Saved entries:
--- START ---

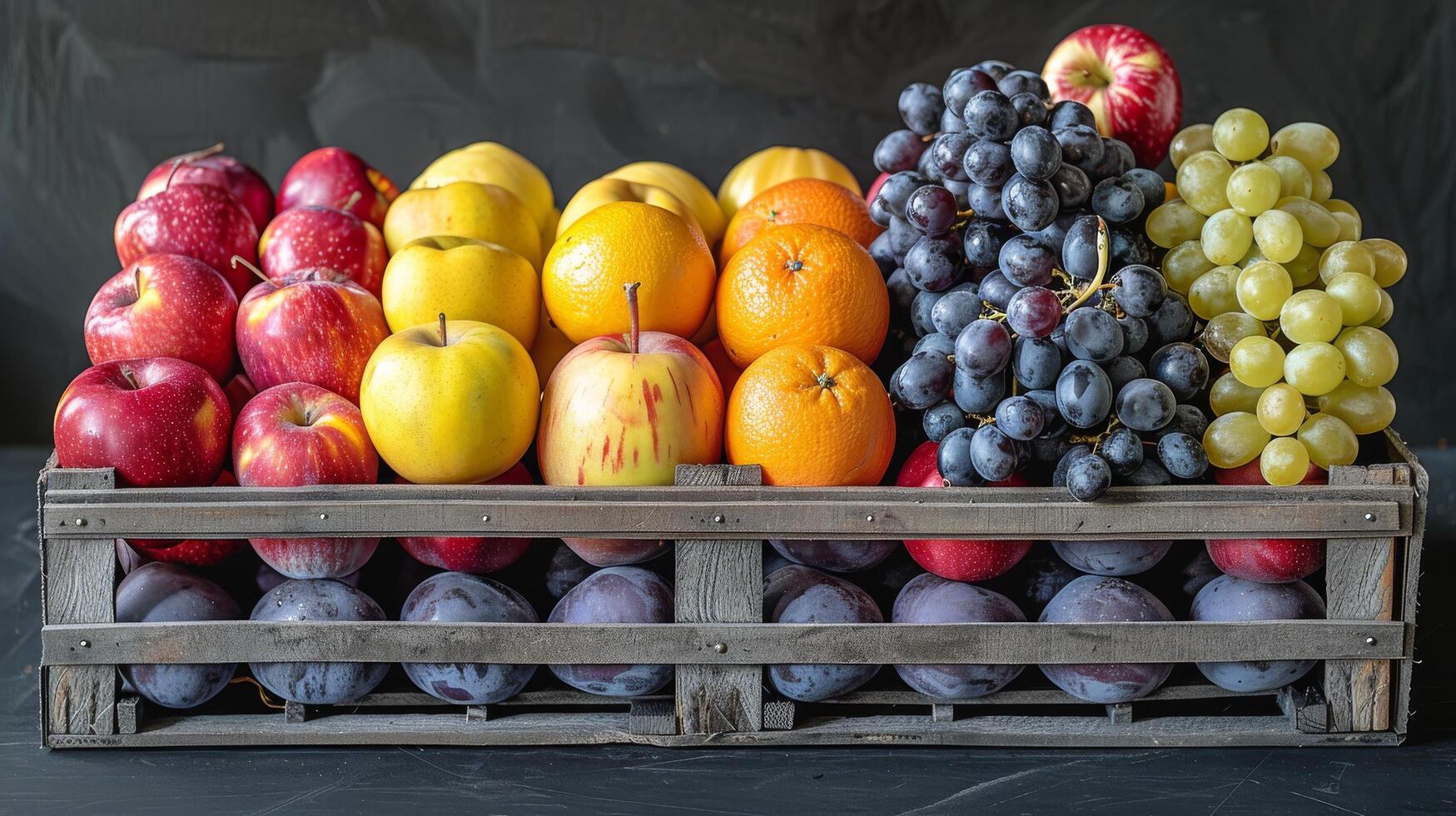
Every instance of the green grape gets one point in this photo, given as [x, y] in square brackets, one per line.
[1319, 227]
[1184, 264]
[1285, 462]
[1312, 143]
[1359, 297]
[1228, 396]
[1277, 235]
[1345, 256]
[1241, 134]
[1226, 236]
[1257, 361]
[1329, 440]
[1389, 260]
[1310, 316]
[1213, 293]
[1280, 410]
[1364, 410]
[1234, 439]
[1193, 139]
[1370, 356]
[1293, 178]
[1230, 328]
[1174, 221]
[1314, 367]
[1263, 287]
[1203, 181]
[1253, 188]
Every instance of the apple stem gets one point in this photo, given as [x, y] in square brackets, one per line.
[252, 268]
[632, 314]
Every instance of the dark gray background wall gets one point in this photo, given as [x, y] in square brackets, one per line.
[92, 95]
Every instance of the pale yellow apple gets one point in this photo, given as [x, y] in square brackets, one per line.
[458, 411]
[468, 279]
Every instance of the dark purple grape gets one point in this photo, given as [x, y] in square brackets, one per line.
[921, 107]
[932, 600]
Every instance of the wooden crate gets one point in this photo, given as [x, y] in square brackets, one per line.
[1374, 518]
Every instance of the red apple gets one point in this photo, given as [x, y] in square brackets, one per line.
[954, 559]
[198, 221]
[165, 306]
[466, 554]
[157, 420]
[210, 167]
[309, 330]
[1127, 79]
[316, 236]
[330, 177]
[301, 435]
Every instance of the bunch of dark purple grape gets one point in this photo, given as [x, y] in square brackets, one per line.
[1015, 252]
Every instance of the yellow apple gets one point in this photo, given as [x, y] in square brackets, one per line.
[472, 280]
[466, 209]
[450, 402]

--- END ---
--- START ---

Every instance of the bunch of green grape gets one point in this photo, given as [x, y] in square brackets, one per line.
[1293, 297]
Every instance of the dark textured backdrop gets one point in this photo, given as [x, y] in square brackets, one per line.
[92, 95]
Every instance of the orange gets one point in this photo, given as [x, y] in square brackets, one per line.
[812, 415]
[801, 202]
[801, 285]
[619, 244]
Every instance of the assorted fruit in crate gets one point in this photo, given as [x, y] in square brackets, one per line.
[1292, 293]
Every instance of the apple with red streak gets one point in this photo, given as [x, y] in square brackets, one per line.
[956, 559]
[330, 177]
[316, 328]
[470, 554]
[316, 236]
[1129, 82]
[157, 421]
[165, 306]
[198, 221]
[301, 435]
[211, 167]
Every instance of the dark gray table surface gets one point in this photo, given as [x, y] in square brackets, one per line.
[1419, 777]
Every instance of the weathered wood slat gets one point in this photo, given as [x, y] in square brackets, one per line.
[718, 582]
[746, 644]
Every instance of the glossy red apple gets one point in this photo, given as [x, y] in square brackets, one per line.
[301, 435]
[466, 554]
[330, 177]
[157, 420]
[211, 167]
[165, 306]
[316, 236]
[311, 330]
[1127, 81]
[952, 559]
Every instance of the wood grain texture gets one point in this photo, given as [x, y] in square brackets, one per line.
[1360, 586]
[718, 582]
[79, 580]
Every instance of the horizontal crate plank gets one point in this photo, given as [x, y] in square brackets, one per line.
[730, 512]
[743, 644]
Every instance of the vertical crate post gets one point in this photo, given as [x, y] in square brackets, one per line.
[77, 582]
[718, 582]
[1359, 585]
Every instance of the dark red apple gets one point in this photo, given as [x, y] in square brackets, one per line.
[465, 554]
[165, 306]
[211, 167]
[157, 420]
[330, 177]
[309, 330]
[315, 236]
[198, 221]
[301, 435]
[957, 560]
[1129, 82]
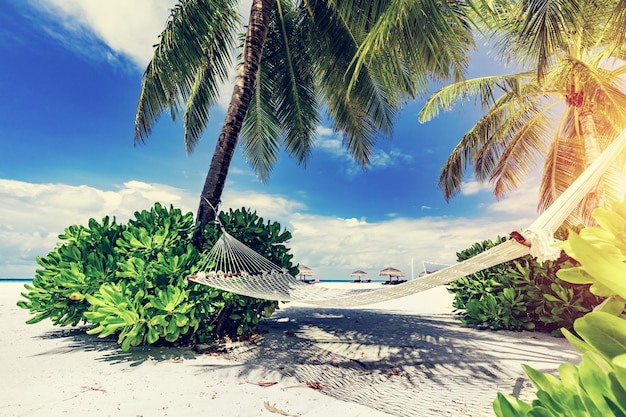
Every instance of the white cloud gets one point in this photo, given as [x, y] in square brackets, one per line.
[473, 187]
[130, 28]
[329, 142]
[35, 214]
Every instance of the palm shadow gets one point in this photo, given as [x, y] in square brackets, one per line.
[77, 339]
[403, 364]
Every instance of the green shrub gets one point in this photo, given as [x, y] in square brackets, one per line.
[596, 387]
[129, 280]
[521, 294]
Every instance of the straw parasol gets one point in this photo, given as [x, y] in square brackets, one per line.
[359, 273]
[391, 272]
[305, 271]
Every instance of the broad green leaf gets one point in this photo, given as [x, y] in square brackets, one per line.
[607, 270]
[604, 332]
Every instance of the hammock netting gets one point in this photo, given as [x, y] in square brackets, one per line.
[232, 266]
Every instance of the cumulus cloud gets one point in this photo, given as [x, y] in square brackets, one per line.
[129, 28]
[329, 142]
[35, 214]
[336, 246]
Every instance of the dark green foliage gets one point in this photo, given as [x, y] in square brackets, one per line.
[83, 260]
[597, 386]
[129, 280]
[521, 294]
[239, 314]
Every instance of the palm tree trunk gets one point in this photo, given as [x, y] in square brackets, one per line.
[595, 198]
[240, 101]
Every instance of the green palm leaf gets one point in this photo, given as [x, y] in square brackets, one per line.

--- END ---

* **Goal of the exercise**:
After locating the line with "Every instance of the hammock" above, return that line and every later line through the one with "Every instance of the green palm", word for word and with nothing else.

* **Response area**:
Every instance of the hammock netting gets one point in this photo, given as [x, y] in square brackets, one per line.
[232, 266]
Every instance of the cumulus cloud gets one point in this photo, given as [x, y] in square brackets, one per line.
[129, 28]
[329, 142]
[35, 214]
[336, 246]
Every instance of the dark green foliage gets one point in this photo, given as [x, y] in square brackets, one per line.
[83, 260]
[597, 386]
[129, 280]
[521, 294]
[239, 314]
Every instance of the palm tree trunk gets one point in this photo, given as [x, y] in square brackets, one per line.
[595, 198]
[240, 101]
Every instance of the green palm leaf gets one point in this photo, given as [x, y] in square brackets, one per line.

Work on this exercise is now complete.